Collected data entries:
----
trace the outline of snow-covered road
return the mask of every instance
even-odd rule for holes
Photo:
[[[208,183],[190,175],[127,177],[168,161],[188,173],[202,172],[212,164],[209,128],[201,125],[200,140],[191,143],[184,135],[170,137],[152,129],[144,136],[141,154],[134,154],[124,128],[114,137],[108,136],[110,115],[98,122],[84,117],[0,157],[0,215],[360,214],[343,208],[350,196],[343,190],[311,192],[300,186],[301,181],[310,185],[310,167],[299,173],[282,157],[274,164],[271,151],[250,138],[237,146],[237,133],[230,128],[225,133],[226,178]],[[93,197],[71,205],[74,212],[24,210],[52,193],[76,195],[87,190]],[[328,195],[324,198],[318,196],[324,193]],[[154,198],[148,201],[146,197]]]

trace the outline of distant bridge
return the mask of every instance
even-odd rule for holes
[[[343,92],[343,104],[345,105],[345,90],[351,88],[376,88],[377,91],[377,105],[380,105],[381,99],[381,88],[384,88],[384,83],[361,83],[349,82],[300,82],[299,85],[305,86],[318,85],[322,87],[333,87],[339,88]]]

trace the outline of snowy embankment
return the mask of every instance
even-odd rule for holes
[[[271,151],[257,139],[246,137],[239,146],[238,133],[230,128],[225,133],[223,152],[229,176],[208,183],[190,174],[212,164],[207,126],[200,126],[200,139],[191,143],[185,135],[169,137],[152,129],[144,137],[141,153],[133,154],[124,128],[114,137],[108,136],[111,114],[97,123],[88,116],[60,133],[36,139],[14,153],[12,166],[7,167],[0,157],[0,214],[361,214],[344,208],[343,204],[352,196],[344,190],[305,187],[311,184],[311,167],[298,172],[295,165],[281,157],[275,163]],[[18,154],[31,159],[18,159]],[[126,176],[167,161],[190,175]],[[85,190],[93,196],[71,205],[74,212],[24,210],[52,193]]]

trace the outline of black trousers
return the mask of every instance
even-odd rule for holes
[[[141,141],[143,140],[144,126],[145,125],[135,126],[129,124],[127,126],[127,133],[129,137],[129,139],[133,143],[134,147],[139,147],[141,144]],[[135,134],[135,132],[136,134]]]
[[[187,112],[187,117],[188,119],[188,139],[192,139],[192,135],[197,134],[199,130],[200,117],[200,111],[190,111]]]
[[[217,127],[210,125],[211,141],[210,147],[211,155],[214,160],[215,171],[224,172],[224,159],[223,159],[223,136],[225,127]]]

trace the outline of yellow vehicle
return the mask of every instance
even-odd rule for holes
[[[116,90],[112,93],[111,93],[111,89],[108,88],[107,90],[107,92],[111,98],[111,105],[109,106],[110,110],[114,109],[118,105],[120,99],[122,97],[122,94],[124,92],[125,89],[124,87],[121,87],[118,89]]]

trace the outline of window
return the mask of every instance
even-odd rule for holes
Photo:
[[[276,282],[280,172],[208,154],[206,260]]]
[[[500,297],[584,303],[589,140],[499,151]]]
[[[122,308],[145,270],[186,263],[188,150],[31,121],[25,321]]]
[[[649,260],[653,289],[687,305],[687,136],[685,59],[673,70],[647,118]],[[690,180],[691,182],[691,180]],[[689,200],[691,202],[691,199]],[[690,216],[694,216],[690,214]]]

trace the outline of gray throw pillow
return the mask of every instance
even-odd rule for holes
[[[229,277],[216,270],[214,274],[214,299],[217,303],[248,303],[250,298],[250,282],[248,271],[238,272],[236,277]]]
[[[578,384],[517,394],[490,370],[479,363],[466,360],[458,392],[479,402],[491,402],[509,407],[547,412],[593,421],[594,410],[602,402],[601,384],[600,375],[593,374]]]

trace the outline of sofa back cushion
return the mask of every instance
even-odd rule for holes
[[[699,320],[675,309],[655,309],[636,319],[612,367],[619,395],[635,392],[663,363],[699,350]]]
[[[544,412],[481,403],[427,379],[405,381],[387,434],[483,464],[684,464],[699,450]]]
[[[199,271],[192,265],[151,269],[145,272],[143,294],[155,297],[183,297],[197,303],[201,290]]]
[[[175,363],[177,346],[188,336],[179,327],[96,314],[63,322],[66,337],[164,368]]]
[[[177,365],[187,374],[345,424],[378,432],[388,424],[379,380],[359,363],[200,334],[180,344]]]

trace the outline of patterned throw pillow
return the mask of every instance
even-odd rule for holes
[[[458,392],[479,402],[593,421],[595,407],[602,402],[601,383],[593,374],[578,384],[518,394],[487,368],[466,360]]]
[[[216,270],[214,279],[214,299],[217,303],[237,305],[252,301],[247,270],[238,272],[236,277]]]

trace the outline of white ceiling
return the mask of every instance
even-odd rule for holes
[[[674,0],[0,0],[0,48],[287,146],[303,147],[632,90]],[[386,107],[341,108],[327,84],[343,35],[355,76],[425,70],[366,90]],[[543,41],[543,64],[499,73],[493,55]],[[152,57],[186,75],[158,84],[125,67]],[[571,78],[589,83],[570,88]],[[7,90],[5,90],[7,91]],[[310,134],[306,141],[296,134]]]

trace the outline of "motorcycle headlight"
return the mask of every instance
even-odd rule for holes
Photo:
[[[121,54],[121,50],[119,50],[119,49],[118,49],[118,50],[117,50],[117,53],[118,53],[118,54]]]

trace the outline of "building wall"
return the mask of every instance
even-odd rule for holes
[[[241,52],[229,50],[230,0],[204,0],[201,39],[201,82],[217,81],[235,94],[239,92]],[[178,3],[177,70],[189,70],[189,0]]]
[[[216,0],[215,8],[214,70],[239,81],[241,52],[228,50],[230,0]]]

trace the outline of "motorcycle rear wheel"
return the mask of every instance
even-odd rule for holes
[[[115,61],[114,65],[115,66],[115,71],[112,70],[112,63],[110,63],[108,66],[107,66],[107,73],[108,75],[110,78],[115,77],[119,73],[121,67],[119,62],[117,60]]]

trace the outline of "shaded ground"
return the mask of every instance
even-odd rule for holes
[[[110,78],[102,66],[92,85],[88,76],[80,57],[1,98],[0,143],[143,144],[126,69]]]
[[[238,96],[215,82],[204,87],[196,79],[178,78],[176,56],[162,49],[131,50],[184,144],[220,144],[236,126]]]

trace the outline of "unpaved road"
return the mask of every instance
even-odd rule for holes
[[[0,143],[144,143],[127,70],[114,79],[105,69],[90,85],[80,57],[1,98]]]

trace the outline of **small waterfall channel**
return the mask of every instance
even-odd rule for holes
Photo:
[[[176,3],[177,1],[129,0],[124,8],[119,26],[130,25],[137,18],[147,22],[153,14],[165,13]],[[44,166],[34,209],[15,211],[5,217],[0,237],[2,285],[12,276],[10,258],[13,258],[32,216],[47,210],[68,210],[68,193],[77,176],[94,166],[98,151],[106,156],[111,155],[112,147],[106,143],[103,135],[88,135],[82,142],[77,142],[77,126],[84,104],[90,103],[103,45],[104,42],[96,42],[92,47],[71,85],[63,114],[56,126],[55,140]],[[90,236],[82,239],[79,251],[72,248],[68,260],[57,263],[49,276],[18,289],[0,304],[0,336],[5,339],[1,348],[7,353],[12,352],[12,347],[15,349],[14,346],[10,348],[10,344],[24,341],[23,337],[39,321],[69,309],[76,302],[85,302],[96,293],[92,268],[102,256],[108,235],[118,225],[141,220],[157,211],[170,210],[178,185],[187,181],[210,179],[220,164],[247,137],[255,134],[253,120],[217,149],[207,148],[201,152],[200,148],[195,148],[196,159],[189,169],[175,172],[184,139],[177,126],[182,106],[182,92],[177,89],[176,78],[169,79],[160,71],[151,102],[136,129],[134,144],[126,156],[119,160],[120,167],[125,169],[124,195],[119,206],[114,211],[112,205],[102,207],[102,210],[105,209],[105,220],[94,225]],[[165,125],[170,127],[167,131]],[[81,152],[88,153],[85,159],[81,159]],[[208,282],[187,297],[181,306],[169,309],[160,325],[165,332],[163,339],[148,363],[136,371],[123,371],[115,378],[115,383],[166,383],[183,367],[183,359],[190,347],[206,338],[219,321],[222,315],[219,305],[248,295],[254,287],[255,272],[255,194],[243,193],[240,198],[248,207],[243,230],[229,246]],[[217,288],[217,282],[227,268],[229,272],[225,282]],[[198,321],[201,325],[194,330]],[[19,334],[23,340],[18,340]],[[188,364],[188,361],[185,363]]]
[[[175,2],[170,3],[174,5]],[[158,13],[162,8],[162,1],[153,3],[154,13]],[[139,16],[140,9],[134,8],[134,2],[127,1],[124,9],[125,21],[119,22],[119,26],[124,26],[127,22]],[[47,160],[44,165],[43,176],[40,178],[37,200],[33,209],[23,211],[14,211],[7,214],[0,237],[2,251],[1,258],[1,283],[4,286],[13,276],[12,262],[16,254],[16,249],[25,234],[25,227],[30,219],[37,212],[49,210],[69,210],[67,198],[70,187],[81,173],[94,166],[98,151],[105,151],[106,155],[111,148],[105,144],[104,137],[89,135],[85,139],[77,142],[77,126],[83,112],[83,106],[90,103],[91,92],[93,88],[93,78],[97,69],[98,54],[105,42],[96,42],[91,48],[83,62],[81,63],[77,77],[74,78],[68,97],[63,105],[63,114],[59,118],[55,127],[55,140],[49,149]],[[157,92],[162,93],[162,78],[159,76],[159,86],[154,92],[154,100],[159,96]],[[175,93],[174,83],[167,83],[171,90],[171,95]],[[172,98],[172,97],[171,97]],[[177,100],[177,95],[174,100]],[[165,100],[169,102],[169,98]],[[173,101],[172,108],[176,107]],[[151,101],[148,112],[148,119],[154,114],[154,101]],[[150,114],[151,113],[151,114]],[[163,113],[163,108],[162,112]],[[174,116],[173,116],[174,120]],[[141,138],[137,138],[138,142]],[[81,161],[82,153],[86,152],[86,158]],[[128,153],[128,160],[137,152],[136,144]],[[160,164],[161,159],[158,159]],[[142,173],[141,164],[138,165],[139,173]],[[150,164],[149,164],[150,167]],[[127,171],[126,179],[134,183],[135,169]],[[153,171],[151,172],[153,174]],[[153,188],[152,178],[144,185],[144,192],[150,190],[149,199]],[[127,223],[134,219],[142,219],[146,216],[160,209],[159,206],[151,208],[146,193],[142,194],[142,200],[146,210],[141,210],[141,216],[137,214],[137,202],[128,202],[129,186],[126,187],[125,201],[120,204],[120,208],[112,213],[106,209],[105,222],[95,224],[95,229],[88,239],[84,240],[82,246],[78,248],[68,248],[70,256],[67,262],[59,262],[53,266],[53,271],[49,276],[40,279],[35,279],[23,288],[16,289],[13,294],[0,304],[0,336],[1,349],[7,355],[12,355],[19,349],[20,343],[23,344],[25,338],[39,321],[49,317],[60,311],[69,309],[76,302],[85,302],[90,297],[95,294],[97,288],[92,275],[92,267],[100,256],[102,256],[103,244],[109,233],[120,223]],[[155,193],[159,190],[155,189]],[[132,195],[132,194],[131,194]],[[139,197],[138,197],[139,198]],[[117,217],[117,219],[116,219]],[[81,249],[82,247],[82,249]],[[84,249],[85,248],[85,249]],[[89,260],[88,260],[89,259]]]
----
> **Exercise**: Pick out every line in the data above that contains the string "pillow", and copy each of those lines.

> **Task solution**:
trace the outline of gray throw pillow
trace the outline of patterned throw pillow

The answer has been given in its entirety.